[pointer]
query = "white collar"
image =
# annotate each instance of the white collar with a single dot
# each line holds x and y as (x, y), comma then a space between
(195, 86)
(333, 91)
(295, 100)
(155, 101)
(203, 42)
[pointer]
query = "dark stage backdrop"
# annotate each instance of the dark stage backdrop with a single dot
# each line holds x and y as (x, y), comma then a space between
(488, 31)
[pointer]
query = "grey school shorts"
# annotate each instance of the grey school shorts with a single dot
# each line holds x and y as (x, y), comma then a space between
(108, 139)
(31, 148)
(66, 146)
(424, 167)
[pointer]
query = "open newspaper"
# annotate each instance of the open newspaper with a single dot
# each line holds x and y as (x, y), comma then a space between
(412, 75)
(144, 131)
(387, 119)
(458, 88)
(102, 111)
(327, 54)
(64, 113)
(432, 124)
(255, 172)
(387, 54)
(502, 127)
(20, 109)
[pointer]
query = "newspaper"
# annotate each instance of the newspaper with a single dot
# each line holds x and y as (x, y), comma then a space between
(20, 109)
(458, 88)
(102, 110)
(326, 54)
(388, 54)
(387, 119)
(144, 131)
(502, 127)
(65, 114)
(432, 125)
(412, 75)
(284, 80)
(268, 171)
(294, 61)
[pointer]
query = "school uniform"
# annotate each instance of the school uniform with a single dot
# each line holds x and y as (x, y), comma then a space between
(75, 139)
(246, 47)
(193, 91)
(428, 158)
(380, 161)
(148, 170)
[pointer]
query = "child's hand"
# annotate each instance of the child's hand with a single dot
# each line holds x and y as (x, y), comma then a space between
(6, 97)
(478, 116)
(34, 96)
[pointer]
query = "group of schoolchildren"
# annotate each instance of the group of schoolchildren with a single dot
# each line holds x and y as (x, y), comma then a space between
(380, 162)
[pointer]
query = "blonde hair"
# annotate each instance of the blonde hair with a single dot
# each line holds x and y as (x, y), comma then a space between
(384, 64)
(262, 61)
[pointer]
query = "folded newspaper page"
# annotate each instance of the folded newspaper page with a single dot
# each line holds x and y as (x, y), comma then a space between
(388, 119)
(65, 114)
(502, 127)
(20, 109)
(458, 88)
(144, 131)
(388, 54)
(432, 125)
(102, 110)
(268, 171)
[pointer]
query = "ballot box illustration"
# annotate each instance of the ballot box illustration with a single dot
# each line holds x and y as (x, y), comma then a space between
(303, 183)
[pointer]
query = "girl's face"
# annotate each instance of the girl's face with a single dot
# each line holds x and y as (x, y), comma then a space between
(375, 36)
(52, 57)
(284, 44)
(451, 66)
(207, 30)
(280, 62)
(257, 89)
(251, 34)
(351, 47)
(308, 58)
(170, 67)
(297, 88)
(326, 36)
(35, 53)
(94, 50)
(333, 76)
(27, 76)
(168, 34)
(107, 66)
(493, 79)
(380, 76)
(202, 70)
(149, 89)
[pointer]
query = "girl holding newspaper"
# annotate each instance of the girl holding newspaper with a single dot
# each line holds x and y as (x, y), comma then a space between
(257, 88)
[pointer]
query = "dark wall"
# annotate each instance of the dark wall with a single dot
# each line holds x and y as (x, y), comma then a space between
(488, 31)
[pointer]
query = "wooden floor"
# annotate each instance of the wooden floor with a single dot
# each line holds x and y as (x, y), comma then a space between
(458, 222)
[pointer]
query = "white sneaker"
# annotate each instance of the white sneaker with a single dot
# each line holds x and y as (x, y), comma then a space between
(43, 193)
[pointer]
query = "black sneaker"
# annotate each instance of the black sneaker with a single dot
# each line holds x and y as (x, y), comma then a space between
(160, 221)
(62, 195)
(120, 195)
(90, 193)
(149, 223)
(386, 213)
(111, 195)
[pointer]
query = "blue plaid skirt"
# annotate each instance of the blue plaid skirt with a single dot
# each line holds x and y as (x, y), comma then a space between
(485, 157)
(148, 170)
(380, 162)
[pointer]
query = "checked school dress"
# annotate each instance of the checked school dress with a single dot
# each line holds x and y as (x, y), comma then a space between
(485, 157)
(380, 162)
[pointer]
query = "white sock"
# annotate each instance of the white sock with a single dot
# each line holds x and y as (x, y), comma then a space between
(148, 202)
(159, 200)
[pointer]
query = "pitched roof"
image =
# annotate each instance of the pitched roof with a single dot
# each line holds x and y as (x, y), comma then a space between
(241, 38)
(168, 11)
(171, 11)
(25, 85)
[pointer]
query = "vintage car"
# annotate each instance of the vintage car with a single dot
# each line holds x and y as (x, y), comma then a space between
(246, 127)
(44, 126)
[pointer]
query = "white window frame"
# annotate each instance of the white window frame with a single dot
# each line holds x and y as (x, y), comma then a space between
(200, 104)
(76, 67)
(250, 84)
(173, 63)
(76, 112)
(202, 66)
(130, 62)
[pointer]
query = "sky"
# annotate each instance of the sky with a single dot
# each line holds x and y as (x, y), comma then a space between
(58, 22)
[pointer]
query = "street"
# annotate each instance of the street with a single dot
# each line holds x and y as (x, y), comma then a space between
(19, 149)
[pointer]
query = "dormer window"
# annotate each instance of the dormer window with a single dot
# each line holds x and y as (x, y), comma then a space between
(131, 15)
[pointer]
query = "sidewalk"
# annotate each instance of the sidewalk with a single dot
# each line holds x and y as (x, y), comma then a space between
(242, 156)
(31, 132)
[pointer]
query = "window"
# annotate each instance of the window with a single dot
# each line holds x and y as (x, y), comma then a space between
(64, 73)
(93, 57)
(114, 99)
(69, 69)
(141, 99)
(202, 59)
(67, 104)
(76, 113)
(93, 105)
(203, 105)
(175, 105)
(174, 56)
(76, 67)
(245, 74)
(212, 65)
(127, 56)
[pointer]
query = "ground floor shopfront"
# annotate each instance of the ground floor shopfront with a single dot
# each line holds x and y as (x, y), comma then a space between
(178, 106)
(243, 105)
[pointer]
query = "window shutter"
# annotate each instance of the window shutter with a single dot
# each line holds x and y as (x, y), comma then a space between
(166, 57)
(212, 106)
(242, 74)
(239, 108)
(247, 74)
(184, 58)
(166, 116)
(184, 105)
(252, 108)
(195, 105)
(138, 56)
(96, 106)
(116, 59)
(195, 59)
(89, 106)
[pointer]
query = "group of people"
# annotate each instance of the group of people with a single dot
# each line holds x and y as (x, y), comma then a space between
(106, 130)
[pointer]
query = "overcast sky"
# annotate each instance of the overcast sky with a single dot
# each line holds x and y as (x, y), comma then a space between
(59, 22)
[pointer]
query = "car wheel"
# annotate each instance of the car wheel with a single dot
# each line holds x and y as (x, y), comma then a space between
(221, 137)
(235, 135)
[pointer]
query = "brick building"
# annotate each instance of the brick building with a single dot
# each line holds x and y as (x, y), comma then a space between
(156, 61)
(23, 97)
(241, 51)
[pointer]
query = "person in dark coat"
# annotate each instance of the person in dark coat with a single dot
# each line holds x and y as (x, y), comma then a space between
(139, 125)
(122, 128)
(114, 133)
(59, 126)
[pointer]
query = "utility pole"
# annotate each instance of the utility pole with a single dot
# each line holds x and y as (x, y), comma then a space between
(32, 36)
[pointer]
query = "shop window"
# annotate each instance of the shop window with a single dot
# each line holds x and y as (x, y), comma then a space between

:::

Could you transcribe the entries exactly, from the first line through the line containing "# annotate each instance of the group of schoolchildren", and give nothing more?

[pointer]
query = "white collar"
image =
# annotate each instance of the white collar with a single dot
# each line holds x and y as (x, y), comma then a space between
(195, 86)
(333, 91)
(295, 100)
(155, 101)
(203, 42)
[pointer]
query = "dark stage backdrop"
# annotate each instance of the dark stage backdrop with a single dot
# each line holds x and y as (x, y), comma then a space between
(488, 31)
[pointer]
query = "grey school shorts"
# annotate each instance of the grey school shorts with a single dot
# each line holds x and y as (x, y), comma then a space between
(108, 139)
(31, 148)
(66, 146)
(424, 167)
[pointer]
query = "open newspaper"
# annotate each instance of the open newspaper with a single dot
# each line holds x and y as (x, y), comma then a space between
(412, 75)
(144, 131)
(387, 119)
(458, 88)
(102, 111)
(327, 54)
(64, 113)
(432, 124)
(255, 172)
(387, 54)
(502, 127)
(20, 109)
[pointer]
query = "newspaper"
# annotate each instance of the newspaper with a single dot
# each line holds x and y as (x, y), comma then a space between
(20, 109)
(458, 88)
(102, 110)
(326, 54)
(388, 54)
(387, 119)
(144, 131)
(502, 127)
(65, 114)
(432, 125)
(412, 75)
(284, 80)
(268, 171)
(294, 61)
[pointer]
query = "school uniform"
# annotate each instance of the school uniform with a single dot
# each line holds x and y as (x, y), comma then a space between
(75, 139)
(246, 47)
(193, 91)
(428, 158)
(380, 161)
(148, 170)
[pointer]
query = "child's hand"
# annotate each instance of the child's hand with a single dot
# each line holds x and y as (x, y), comma then a space between
(6, 97)
(478, 116)
(34, 96)
[pointer]
query = "group of schoolchildren"
# annotate each instance of the group of schoolchildren with a single dot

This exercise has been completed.